Major overhaul of mbstring (part 2) #6402

alexdowad · 2020-11-05T22:04:17Z

I have been doing a lot of bug fixing and cleanup of mbstring over at #6052. However, I didn't anticipate how deep the mbstring rabbit hole is, and that PR has ballooned beyond all reasonable limits. Therefore, I am opening another one with some fixes and simplifications which can hopefully go in more quickly.

This PR aims to simplify mbstring by eliminating the use of mbfl_identify_filter (as discussed with @nikic elsewhere). A couple other things also had to be fixed for all the tests to pass after removing mbfl_identify_filter...

The removal of byte2/byte4 was not strictly necessary, but made the other work a bit easier.

I made some mistakes on this code, which meant that not everything which should be tested was actually being tested.

There is no meaningful difference between these and UCS-{2,4}. They are just a little bit more lax about passing errors silently. They also have no known use. Alias to UCS-{2,4} in case someone, somewhere is using them.

→ Task set:
A. In the mbstring pull request text, what function does the PR aim to stop using?
B. Carry on writing the mbstring pull request description from the point where it stops.

→ Recorded data:
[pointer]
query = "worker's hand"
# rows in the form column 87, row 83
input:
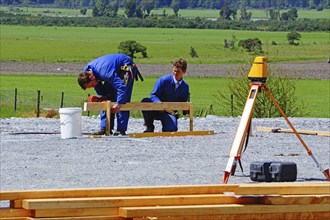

→ Responses by task:
A. mbfl_identify_filter

B.
- Reject otherwise valid kuten codes which don't map to anything in JIS X 0208. - Handle truncated multi-byte characters as an error. - Convert Shift-JIS 0x7E to Unicode 0x203E (overline) as recommended by the Unicode Consortium, and as iconv does. - Convert Shift-JIS 0x5C to Unicode 0xA5 (yen sign) as recommended by the Unicode Consortium, and as iconv does. (NOTE: This will affect PHP scripts which use an internal encoding of Shift-JIS! PHP assigns a special meaning to 0x5C, the backslash. For example, it is used for escapes in double-quoted strings. Mapping the Shift-JIS yen sign to the Unicode yen sign means the yen sign will not be usable for C escapes in double-quoted strings. Japanese PHP programmers who want to write their source code in Shift-JIS for some strange reason will have to use the JIS X 0208 backlash or 'REVERSE SOLIDUS' character for their C escapes.) - Convert Unicode 0x5C (backslash) to Shift-JIS 0x815F (reverse solidus). - Immediately handle error if first Shift-JIS byte is over 0xEF, rather than waiting to see the next byte. (Previously, the value used was 0xFC, which is the limit for the 2nd byte and not the 1st byte of a multi-byte character.) - Don't allow 'control characters' to appear in the middle of a multi-byte character. The test case for bug 47399 is now obsolete. That test assumed that a number of Shift-JIS byte sequences which don't map to any character were 'valid' (because the byte values were within the legal ranges).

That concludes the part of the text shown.